**TEXTAUSZUG:**
>>>

Aber die eigentliche Herausforderung, die sich wie ein roter Faden durch ihr Buch zieht, ist die Ungleichheit. Es sei einerseits absurd zu glauben, dass Demokratie immer zu mehr Gleichheit führe. Und andererseits seien Demokratien trotz all ihrer Schwächen immer noch am ehesten in der Lage, eine Welt zu schaffen, in der es zumindest einigermaßen gerecht zugeht. Erica Benner hat eine durchaus ambivalente und durch Anekdoten sehr lebensnah geschriebene Analyse vorgelegt. Sie skizziert alle möglichen Schwächen der Demokratie und kommt zu dem Schluss, dass diese es aktuell zwar schwieriger machen, die Demokratie zu verteidigen. Dennoch sieht sie genau hier auch eine Chance:

Denn diese einst so selbstgerechten Demokratien haben mit alten und neuen Dämonen zu kämpfen. Das muss an sich nichts Schlechtes sein. Die Leerstellen, die die westlichen Modelle hinterlassen, schaffen mehr Raum für kreatives Nachdenken darüber, was die Einheimischen brauchen und welche Veränderungen sie befürworten würden. Und es ist immer besser, eine realistische Sicht darauf zu haben, wofür man kämpft, und die vielen Fallstricke der Demokratie zu kennen.

<<<

**AUFGABE 1:** Übertrage aus den Datenzeilen die Zeilen von der Zeile mit „Practice. Annotate every instance of the overcast“ bis einschließlich der Zeile mit „x=300 y=110“ in eine Markdown-Tabelle mit den Spalten „Nr“ und „Zeile“. Leerzeilen entfallen.

**DATENZEILEN:**
>>>

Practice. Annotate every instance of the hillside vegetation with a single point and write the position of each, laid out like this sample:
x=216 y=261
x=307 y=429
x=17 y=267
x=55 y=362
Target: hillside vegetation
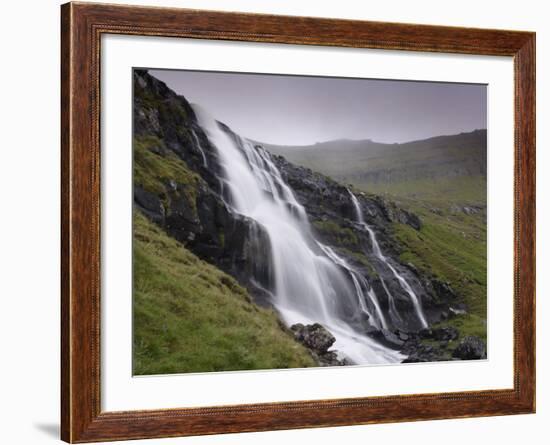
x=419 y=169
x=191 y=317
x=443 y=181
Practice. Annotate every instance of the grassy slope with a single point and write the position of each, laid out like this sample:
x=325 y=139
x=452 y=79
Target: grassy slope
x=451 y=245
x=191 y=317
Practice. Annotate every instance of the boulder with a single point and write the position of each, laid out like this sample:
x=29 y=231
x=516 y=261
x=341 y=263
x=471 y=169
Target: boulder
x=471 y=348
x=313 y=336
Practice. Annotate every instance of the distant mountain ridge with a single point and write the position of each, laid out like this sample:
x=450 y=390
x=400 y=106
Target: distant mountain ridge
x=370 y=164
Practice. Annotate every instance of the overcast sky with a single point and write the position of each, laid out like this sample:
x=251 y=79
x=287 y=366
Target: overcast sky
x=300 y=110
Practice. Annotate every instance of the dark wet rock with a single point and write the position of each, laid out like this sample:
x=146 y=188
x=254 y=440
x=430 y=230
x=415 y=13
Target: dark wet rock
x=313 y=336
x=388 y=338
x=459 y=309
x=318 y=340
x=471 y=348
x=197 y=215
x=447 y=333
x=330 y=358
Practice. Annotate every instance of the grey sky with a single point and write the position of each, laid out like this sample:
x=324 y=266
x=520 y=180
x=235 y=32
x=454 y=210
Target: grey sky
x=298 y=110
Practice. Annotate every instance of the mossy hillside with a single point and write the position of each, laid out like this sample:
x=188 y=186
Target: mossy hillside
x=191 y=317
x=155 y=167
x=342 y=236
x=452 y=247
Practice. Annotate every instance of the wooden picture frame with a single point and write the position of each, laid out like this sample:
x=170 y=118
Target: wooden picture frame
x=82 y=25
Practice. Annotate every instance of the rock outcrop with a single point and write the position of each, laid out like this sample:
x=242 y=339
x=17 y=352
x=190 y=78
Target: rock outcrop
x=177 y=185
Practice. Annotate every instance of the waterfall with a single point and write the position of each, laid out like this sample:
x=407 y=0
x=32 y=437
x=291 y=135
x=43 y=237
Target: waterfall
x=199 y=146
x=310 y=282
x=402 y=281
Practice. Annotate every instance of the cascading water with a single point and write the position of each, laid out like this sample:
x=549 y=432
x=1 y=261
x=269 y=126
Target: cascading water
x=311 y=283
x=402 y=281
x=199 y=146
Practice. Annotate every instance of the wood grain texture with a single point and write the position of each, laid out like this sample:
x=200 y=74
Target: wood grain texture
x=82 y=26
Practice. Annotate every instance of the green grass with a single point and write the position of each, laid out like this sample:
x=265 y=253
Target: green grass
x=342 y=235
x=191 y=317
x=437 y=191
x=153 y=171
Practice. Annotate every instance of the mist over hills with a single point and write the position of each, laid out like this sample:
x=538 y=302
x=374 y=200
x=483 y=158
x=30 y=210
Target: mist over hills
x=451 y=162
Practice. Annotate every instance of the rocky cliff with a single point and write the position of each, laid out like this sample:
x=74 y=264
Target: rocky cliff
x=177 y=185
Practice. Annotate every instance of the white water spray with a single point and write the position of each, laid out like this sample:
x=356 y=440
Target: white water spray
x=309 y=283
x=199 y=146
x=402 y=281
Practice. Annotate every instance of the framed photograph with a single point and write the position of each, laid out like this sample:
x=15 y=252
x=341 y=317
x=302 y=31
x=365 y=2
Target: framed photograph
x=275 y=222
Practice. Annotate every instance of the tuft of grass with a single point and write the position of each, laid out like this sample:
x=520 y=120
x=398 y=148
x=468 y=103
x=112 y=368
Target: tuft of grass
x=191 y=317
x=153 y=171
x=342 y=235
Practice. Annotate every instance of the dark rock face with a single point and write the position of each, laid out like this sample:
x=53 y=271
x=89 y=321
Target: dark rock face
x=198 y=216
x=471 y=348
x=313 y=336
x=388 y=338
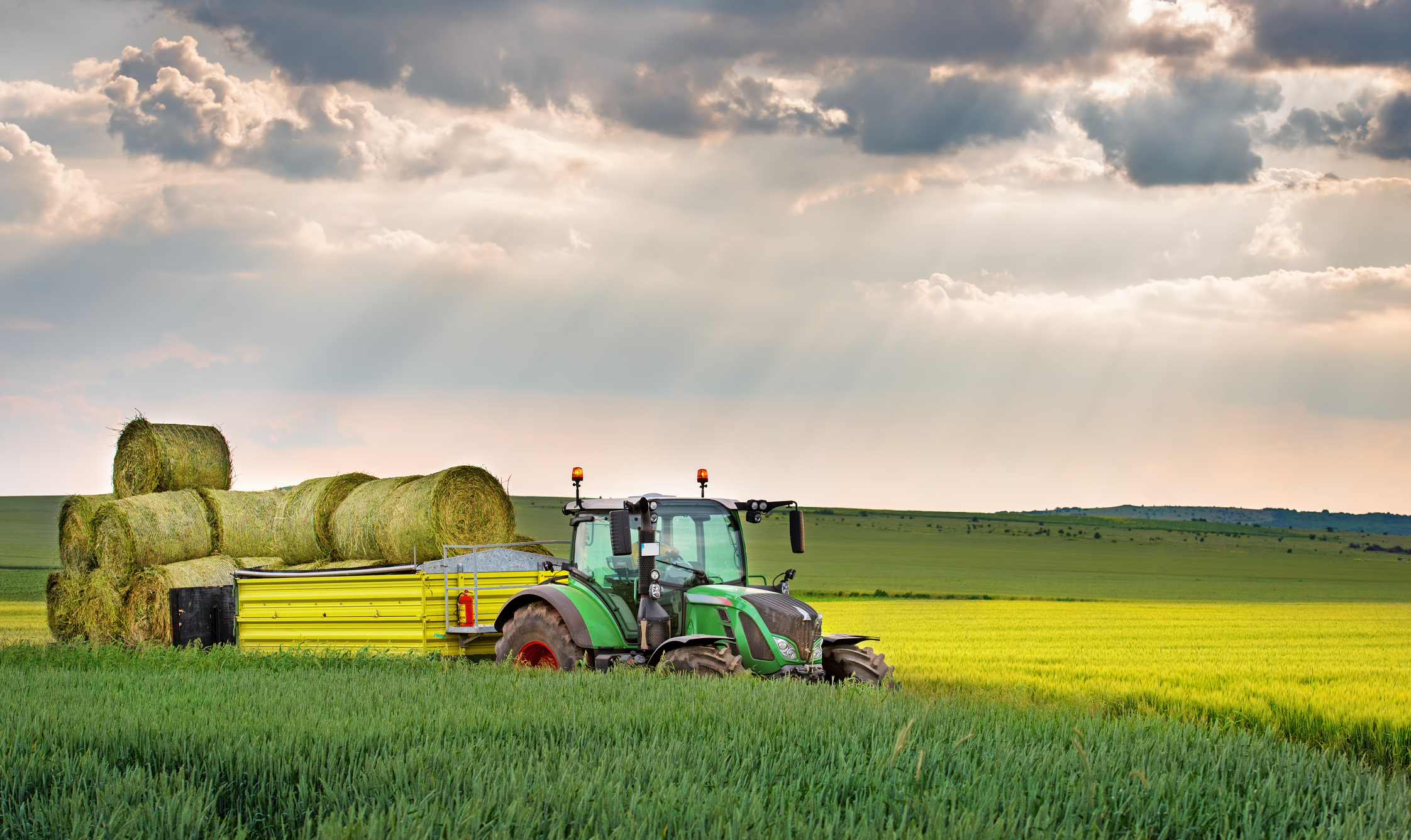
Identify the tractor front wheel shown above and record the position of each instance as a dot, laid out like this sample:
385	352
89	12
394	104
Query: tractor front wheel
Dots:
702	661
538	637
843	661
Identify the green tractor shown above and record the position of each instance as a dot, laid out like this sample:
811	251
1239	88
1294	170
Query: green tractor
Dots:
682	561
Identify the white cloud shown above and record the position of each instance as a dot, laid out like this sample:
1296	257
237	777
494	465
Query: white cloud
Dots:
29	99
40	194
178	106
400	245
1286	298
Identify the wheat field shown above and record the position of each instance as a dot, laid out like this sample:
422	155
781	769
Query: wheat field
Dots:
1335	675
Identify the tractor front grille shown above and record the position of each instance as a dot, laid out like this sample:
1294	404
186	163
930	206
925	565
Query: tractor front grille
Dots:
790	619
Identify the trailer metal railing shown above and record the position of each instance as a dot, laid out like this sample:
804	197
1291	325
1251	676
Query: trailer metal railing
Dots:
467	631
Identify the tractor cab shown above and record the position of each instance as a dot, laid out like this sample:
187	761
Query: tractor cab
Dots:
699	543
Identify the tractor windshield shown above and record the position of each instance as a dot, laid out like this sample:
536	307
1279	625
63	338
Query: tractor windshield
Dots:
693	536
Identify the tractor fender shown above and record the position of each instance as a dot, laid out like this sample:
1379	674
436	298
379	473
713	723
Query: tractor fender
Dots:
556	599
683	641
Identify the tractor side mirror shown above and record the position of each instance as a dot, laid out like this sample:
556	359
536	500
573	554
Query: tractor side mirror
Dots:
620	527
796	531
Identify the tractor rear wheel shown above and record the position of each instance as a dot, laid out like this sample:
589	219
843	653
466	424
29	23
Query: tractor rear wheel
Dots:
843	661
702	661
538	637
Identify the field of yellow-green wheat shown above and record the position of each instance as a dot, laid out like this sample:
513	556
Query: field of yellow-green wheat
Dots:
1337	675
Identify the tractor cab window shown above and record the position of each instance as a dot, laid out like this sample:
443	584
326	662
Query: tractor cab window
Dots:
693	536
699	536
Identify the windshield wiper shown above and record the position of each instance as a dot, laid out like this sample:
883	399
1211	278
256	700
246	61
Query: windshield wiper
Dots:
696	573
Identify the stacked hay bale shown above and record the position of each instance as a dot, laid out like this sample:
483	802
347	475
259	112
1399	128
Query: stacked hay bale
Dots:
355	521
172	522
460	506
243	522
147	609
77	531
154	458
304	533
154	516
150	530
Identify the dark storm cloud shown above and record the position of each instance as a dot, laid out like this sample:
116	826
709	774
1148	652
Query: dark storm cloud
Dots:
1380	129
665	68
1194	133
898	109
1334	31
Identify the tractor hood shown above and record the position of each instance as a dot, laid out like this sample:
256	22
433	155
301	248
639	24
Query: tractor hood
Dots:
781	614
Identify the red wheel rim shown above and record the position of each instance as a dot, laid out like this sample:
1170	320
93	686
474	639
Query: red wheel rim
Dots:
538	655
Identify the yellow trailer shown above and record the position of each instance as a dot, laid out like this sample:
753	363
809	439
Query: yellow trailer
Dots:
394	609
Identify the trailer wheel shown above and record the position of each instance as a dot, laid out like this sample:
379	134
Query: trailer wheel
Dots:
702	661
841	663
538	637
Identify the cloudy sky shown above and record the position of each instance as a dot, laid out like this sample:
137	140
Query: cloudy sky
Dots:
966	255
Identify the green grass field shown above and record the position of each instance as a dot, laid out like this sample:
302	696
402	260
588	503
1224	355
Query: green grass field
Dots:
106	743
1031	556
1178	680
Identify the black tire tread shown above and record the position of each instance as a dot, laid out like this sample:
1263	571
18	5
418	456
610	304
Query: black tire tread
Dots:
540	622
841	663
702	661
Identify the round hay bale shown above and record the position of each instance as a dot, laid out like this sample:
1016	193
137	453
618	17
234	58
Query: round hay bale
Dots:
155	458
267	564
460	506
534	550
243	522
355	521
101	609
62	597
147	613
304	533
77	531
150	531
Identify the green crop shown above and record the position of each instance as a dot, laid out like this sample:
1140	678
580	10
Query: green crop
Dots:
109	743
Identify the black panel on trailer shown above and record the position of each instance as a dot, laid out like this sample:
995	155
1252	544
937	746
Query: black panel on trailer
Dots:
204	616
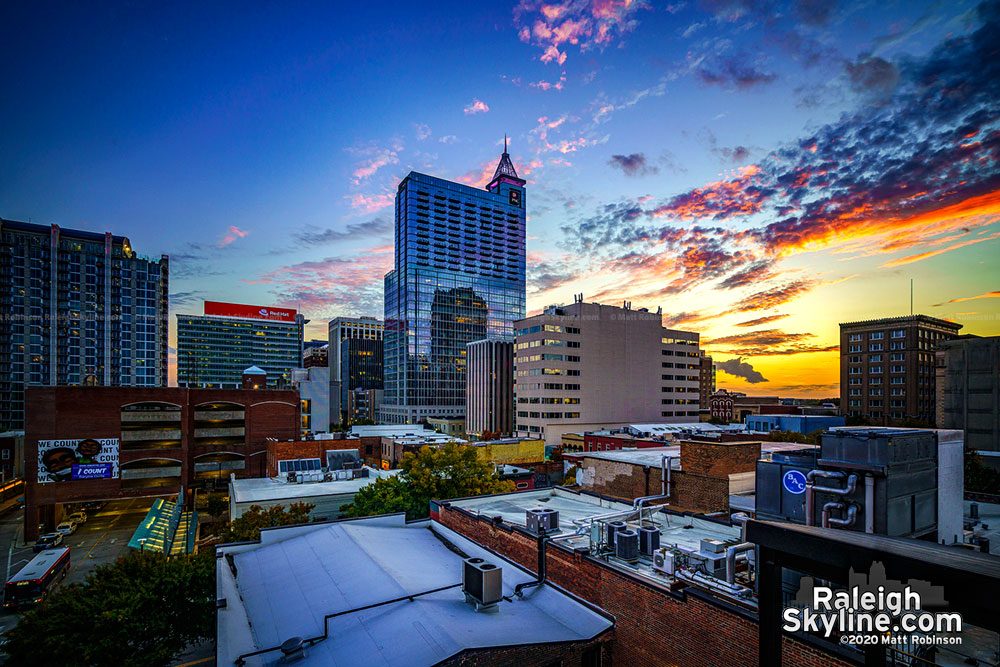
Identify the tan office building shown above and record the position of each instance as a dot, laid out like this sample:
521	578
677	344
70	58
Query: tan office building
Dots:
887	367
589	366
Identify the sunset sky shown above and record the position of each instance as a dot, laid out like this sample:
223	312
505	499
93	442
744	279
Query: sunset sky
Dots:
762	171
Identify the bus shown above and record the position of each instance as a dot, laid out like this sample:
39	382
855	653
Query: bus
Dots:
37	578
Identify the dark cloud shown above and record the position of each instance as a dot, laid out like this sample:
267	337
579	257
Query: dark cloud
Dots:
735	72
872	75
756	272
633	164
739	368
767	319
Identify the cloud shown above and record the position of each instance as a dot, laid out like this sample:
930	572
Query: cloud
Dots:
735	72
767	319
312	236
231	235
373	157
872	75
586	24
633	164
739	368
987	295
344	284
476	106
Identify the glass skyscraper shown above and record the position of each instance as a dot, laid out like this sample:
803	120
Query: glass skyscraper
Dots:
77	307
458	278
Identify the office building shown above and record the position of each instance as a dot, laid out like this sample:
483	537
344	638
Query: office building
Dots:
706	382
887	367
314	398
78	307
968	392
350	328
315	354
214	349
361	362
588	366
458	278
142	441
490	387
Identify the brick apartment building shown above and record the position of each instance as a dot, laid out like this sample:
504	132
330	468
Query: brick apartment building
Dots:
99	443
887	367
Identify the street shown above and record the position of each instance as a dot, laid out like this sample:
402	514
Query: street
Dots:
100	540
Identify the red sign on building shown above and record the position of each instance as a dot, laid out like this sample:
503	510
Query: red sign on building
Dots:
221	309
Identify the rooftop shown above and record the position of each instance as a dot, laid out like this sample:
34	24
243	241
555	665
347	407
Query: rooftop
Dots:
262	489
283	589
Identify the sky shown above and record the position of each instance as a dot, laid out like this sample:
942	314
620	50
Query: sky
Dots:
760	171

<<<

**AUFGABE 2:**
Beantworte kurz diese Fragen zum Textauszug:
(a) Welche Herausforderung zieht sich wie ein roter Faden durch das Buch?
(b) Womit haben die einst so selbstgerechten Demokratien zu kämpfen?
(c) Wofür schaffen die Leerstellen der westlichen Modelle mehr Raum?

**LÖSUNG 1:**
| Nr | Zeile |
|---|---|
| 1 | Practice. Annotate every instance of the overcast sky with a single point and write the position of each, laid out like this sample: |
| 2 | x=251 y=79 |
| 3 | x=287 y=366 |
| 4 | Target: overcast sky |
| 5 | x=300 y=110 |

**LÖSUNG 2:**
(a) Die Ungleichheit.
(b) Mit alten und neuen Dämonen.
(c) Für kreatives Nachdenken darüber, was die Einheimischen brauchen und welche Veränderungen sie befürworten würden.